#### Challenge:
Could you rewrite the entries from the line with "Annotation spec: tight bounding boxes, class = curb, include" up to and including the line with "[[0, 679, 600, 740]]", changing "per instance" to "per object" and keeping everything else the same? Return only those lines.

#### Rows:
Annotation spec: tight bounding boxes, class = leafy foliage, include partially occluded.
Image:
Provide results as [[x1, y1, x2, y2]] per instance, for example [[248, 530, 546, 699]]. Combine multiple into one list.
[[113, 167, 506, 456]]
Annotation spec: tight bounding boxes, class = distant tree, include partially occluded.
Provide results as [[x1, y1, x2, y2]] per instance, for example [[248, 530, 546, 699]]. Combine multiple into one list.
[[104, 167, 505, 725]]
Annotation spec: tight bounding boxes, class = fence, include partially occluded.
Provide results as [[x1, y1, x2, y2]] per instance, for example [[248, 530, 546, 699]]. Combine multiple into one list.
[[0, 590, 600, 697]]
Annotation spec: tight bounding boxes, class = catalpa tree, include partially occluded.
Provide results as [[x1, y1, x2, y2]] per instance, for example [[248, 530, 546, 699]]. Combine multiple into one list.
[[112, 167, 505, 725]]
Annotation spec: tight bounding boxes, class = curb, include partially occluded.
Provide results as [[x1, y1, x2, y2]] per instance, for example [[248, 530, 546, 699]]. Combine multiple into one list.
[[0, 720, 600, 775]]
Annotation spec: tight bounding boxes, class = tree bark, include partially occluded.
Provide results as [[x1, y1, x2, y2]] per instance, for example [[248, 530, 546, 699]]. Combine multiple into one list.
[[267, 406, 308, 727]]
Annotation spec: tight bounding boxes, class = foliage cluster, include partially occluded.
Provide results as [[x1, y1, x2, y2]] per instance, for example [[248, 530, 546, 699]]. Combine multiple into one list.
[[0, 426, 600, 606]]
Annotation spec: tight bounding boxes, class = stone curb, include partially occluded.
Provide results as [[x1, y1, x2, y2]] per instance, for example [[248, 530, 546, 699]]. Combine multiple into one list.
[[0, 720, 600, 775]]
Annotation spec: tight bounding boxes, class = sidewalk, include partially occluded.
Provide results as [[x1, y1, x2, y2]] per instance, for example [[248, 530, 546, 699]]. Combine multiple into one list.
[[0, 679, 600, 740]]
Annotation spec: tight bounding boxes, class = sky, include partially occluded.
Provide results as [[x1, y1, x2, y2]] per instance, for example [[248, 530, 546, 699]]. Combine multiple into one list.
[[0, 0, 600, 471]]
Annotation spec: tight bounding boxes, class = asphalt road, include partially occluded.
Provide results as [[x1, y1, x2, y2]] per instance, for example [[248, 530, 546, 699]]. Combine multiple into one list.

#### Response:
Annotation spec: tight bounding boxes, class = curb, include partially occluded.
Provide results as [[x1, y1, x2, y2]] per object, for example [[248, 530, 546, 699]]. Combine multiple into one list.
[[0, 720, 600, 775]]
Annotation spec: tight bounding boxes, class = tree bark, include partially occluded.
Provide results as [[x1, y1, x2, y2]] per object, for example [[248, 530, 546, 699]]. Combine multiple into one list.
[[267, 406, 308, 727]]
Annotation spec: tight bounding boxes, class = foliage cluster, include partially occluded.
Provide results as [[x1, y1, x2, y2]] per object, for example [[248, 530, 546, 699]]. Combine multiple into one list.
[[0, 426, 600, 606]]
Annotation spec: tight bounding boxes, class = stone curb, include partially occluded.
Provide results as [[x1, y1, x2, y2]] per object, for example [[248, 530, 546, 699]]. Combine multiple into one list.
[[0, 720, 600, 775]]
Annotation spec: tight bounding boxes, class = sidewalk, include partially occluded.
Provide results as [[x1, y1, x2, y2]] per object, for example [[248, 530, 546, 699]]. Combine multiple into one list.
[[0, 679, 600, 740]]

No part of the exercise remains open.